■ **Challenge A**
Can you pull out the labeling entries with their polygon coordinates and reproduce those lines without any change?

# Start of Passage provided

# little Water Wheelie at Busco



## 08GreenBrute (Jul 13, 2009)

on of the only times ive been ridding and somewone had a camera lol not the best quality but what ever. second vid is a buddy on a Grizz 700 



blackberry220.mp4 video by 05GTO6SPEED - Photobucket
blackberry219.mp4 video by 05GTO6SPEED - Photobucket


----------



## phreebsd (Dec 16, 2004)

the world just feels right when them wheels are up in the air.
i clicked the like button


----------



## lilbigtonka (Dec 30, 2008)

yep nothing better then water wheelies. i honestly think they are more addicting then cigs, dip, and burr lol


----------



## poolege (Mar 26, 2010)

Nice! I've only done some small water wheelies cause all the water round here is moving too fast to stand it up much without getting washed over. I've gotta make it to Busco one day, I'm only 2 or 3 hours away. I see your photobucket name is 05GTO6SPEED. I used to be Phantom400 over on the LS2GTO forums. I miss my goat something awful. Mine was a 6 speed too. Seemed a shame to have one of those with an auto.

# End of Passage provided
# Start of Provided information

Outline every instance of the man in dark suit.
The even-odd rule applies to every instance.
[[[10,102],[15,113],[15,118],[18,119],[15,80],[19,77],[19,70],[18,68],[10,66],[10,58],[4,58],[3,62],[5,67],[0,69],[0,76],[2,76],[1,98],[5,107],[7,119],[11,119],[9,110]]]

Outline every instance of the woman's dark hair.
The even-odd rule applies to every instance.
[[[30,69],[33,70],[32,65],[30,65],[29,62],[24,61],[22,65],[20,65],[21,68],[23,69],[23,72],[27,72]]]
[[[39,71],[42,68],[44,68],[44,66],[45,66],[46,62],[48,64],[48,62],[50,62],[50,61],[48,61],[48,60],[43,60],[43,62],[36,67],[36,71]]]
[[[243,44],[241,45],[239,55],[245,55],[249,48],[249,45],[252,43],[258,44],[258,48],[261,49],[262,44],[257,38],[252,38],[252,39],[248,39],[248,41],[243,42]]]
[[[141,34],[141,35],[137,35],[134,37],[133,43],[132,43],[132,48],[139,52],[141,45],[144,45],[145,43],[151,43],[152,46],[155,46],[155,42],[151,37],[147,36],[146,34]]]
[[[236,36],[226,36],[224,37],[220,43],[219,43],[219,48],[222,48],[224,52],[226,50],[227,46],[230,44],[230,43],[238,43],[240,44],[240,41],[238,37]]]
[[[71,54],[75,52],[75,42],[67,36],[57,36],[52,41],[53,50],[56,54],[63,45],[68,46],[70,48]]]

# End of Provided information

■ **Challenge B**
Could you copy the whole water wheelie thread word for word?

■ **Exercise response A**
Outline every instance of the man in dark suit.
The even-odd rule applies to every instance.
[[[10,102],[15,113],[15,118],[18,119],[15,80],[19,77],[19,70],[18,68],[10,66],[10,58],[4,58],[3,62],[5,67],[0,69],[0,76],[2,76],[1,98],[5,107],[7,119],[11,119],[9,110]]]

Outline every instance of the woman's dark hair.
The even-odd rule applies to every instance.
[[[30,69],[33,70],[32,65],[30,65],[29,62],[24,61],[22,65],[20,65],[21,68],[23,69],[23,72],[27,72]]]
[[[39,71],[42,68],[44,68],[44,66],[45,66],[46,62],[48,64],[48,62],[50,62],[50,61],[48,61],[48,60],[43,60],[43,62],[36,67],[36,71]]]
[[[243,44],[241,45],[239,55],[245,55],[249,48],[249,45],[252,43],[258,44],[258,48],[261,49],[262,44],[257,38],[252,38],[252,39],[248,39],[248,41],[243,42]]]
[[[141,34],[141,35],[137,35],[134,37],[133,43],[132,43],[132,48],[139,52],[141,45],[144,45],[145,43],[151,43],[152,46],[155,46],[155,42],[151,37],[147,36],[146,34]]]
[[[236,36],[226,36],[224,37],[220,43],[219,43],[219,48],[222,48],[224,52],[226,50],[227,46],[230,44],[230,43],[238,43],[240,44],[240,41],[238,37]]]
[[[71,54],[75,52],[75,42],[67,36],[57,36],[52,41],[53,50],[56,54],[63,45],[68,46],[70,48]]]

■ **Exercise response B**
# little Water Wheelie at Busco



## 08GreenBrute (Jul 13, 2009)

on of the only times ive been ridding and somewone had a camera lol not the best quality but what ever. second vid is a buddy on a Grizz 700 



blackberry220.mp4 video by 05GTO6SPEED - Photobucket
blackberry219.mp4 video by 05GTO6SPEED - Photobucket


----------



## phreebsd (Dec 16, 2004)

the world just feels right when them wheels are up in the air.
i clicked the like button


----------



## lilbigtonka (Dec 30, 2008)

yep nothing better then water wheelies. i honestly think they are more addicting then cigs, dip, and burr lol


----------



## poolege (Mar 26, 2010)

Nice! I've only done some small water wheelies cause all the water round here is moving too fast to stand it up much without getting washed over. I've gotta make it to Busco one day, I'm only 2 or 3 hours away. I see your photobucket name is 05GTO6SPEED. I used to be Phantom400 over on the LS2GTO forums. I miss my goat something awful. Mine was a 6 speed too. Seemed a shame to have one of those with an auto.